I would like every record below transcribed exactly as it is.

Collected data:
##############################

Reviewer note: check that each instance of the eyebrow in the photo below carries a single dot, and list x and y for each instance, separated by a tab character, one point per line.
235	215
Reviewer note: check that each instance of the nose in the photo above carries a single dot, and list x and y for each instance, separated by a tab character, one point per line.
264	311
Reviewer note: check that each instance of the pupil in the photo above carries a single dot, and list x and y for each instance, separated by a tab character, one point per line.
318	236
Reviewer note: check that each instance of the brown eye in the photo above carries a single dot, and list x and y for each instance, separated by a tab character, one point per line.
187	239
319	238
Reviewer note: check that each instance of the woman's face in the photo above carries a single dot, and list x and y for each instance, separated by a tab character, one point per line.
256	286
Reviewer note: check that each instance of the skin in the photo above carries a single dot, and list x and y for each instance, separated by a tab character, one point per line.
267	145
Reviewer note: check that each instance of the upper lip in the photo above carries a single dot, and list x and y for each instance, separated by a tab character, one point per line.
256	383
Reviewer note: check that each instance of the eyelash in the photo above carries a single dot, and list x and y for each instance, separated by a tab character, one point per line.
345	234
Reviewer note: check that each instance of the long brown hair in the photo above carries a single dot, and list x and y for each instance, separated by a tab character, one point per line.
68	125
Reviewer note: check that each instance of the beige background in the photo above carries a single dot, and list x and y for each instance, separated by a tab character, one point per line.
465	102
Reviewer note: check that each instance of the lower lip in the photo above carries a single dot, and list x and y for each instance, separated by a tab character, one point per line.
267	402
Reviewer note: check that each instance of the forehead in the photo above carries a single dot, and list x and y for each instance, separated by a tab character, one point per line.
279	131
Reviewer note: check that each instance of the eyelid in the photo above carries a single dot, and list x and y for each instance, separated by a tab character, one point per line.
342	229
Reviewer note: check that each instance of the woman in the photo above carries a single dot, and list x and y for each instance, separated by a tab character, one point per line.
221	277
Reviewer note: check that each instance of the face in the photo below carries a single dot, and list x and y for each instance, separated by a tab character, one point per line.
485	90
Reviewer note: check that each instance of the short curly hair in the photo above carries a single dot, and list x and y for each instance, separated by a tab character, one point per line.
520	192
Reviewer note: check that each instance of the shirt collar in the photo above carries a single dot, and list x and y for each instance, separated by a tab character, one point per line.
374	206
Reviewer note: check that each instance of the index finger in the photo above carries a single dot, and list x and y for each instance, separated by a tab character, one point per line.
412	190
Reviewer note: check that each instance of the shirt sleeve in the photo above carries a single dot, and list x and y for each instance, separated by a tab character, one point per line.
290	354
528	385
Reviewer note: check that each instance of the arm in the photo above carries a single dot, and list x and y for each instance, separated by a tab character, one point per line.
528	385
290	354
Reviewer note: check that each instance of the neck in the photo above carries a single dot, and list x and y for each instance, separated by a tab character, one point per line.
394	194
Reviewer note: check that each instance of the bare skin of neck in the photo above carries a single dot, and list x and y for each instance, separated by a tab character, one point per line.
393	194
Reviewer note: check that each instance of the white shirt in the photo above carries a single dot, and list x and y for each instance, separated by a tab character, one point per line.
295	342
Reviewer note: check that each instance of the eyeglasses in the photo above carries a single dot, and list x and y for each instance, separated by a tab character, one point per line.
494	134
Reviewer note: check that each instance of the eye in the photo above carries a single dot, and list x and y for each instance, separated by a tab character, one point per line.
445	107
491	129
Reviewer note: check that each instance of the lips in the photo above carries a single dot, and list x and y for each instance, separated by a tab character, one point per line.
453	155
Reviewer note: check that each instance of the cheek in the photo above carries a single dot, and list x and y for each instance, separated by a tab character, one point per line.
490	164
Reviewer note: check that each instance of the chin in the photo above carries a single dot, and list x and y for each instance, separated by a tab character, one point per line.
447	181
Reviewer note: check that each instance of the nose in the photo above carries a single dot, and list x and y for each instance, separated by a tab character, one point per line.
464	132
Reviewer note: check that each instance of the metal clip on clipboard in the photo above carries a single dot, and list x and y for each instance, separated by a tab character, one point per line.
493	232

##############################

### Response to this exercise
Reviewer note: check that each instance of the eyebrow in the photo below carries a single dot, and list x and y for each instance, separated by a tab character, one point per line.
235	215
Reviewer note: check that each instance of the nose in the photo above carries a single dot, and list x and y for each instance, separated by a tab character, one point per line.
264	311
Reviewer note: check that each instance of the pupil in the photo above carries a single dot, and list x and y for each instance, separated by a tab character, one point per line.
318	236
Reviewer note: check that each instance of the brown eye in the photo above carries a single dot, and list x and y for each instance, separated by a tab character, one point per line.
187	239
319	238
Reviewer note: check that each instance of the woman's face in the photo above carries a single dot, and list x and y for each instance, separated by a tab character, one point per line.
256	286
Reviewer note: check that each instance of the skin in the photo above carries a single dot, and list x and y for each instance, separated by a tab character, one point per line.
267	145
Reviewer note: check that each instance of the upper lip in the photo above carries a single dot, and list x and y for each instance, separated by a tab character, one point per line.
256	383
Reviewer note: check that each instance of the eyelash in the photo above carries a single dot, and list x and y for each instance, separated by a tab character, one point per line.
345	234
Reviewer note: check that each instance of the long brown hair in the photo above carries a single dot, and list x and y for each instance, separated by a tab character, one point per line.
68	125
Reviewer note: check that each instance of the beige background in the photo above carries a single dot, and list x and y for each instance, separated by a tab character, one point per line.
465	102
Reviewer note: check that each instance of the lower lip in the photo above carries a single dot, and list x and y for each instance, separated by a tab character, one point per line.
267	402
Reviewer note: check that each instance of the forehead in the photo above carries a single dot, and list x and y for each instance, separated by a tab character, one point per line.
279	131
Reviewer note: check that each instance of the eyelid in the photo above carries a single dot, and list x and y for each instance, separated by a tab character, one point per line.
342	229
Reviewer note: check that each instance of the woman in the photo above carries a single dot, and list x and y for each instance, separated by a tab character, one point per line.
221	277
Reviewer note: check that each instance of the face in the photo below carries a single dot, and list x and y for each instance, separated by a tab character, one point per line.
485	90
Reviewer note: check that each instance of the short curly hair in the photo above carries a single dot, and list x and y for each instance, separated by a tab character, one point per line.
520	192
Reviewer note: check that each instance of the shirt collar in the photo above carries a single dot, and list x and y for each instance, separated by a tab character, one point per line.
374	206
Reviewer note: check that each instance of the index finger in the photo above carries a single dot, and list x and y for each instance, separated by a tab character, one point per line.
412	190
Reviewer note: check that each instance of the shirt sleeve in the photo above carries a single dot, and list x and y for each instance, separated by a tab character, one point per line.
290	354
528	385
Reviewer note: check that each instance of the arm in the photo above carries a single dot, and list x and y for each instance, separated by a tab character, one point per line.
528	385
290	354
Reviewer note: check that each instance of the neck in the photo above carries a single dot, and list x and y for each instance, separated by a tab character, one point per line.
394	194
Reviewer note: check that each instance of the bare skin of neck in the photo above carries a single dot, and list x and y for each instance, separated by a tab character, one point per line.
393	194
Reviewer note: check that each instance of the white shirt in the photo above carries a single dot, and list x and y for each instance, separated by a tab character, one point per line.
295	342
Reviewer note: check that each instance of the eyeglasses in the photo above carries a single dot, and list x and y for each instance, separated by a tab character, one point per line.
494	134
Reviewer note: check that each instance of the eye in the photo above carries a single dot, and list x and y for each instance, separated by a tab character, one point per line.
445	107
491	129
Reviewer note: check that each instance of the lips in the photo above carries a single dot, and list x and y for each instance, separated by a tab character, one point per line.
453	155
Reviewer note: check that each instance of the cheek in the photo above carries a single dot, and list x and y for each instance, separated by a tab character, one point per line.
490	164
Reviewer note: check that each instance of the chin in the photo above carries a single dot, and list x and y for each instance, separated by a tab character, one point per line.
447	181
Reviewer note: check that each instance of the nose in the photo above carries a single dot, and list x and y for each instance, separated by a tab character, one point per line.
464	132
Reviewer note: check that each instance of the metal clip on clipboard in the photo above carries a single dot, and list x and y for each instance, separated by a tab character, one point per line.
493	232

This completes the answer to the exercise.